#### [Exercise requirements]
Can you edit the digital personas passage, starting with "Take for instance" and going on through "tren, anavar, etc).", so that "raw meat" becomes "uncooked meat"?

#### [Text segment]
Digital Personas Part 1: Authenticity + Social Media

What is a Digital Persona?

Shin-Megami Tensei: Persona is a relatively obscure Japanese Role-Playing game that has been in production since 1996. Exploring themes of social pressure, self-actualization, and friendship, the Persona series usually follows a group of teenagers who adopt a “persona” in order to become the best, most powerful version of themselves. The idea of this “persona” was theorized by famous Psychologist Carl Jung, who noted the difference between our internal and external representations of self. 

In his 1934 book “The Development of Personality” he described it as:

“The persona is a complicated system of relations between individual consciousness and society, fittingly enough a kind of mask, designed on the one hand to make a definite impression upon others, and, on the other, to conceal the true nature of the individual.” – Carl Jung

In the age of content creation, and face-first content, we need to have a healthy understanding of  what I call our digital persona — that is, the virtual mask we show our virtual audience — in order to create authentic interactions between our true selves and our audience. This is important because dishonest brands can be absolutely OBLITERATED when an audience finds out their digital persona is an absolute artifice.

Take for instance the once famed Liver King — a sort of post-Macho Man Randy Savage personality who claimed eating raw meat, specifically animal livers, was responsible for his hyper-masculine, ultra-muscled physique. Despite being asked numerous times if he was “natty” — a weight lifting term designating an “all natural” physique created without the use of steroids — he always denied use of “gear” (ie: steroids like testosterone, tren, anavar, etc).

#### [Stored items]
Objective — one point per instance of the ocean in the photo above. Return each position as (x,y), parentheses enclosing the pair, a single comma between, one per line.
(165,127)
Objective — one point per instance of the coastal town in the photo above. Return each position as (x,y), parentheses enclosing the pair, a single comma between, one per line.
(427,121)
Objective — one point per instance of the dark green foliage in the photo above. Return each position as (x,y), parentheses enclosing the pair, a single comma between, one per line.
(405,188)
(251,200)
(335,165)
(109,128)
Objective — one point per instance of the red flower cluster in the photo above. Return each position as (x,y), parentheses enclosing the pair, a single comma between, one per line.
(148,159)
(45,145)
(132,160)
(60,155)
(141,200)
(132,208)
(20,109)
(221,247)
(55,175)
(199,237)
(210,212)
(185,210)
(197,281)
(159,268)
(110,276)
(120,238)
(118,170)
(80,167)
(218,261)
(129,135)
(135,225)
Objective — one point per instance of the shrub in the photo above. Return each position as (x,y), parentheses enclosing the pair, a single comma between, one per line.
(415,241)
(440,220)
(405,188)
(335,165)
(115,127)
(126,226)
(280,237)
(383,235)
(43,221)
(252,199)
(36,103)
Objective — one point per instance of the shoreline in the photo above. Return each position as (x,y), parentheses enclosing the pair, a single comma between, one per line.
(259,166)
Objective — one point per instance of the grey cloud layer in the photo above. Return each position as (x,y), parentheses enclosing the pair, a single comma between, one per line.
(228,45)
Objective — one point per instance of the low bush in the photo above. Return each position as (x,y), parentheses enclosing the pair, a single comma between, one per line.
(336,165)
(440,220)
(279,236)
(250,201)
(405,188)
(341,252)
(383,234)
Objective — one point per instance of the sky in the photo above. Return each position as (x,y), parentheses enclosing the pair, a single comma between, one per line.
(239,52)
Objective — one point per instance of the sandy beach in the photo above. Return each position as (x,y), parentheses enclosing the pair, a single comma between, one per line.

#### [Response]
Take for instance the once famed Liver King — a sort of post-Macho Man Randy Savage personality who claimed eating uncooked meat, specifically animal livers, was responsible for his hyper-masculine, ultra-muscled physique. Despite being asked numerous times if he was “natty” — a weight lifting term designating an “all natural” physique created without the use of steroids — he always denied use of “gear” (ie: steroids like testosterone, tren, anavar, etc).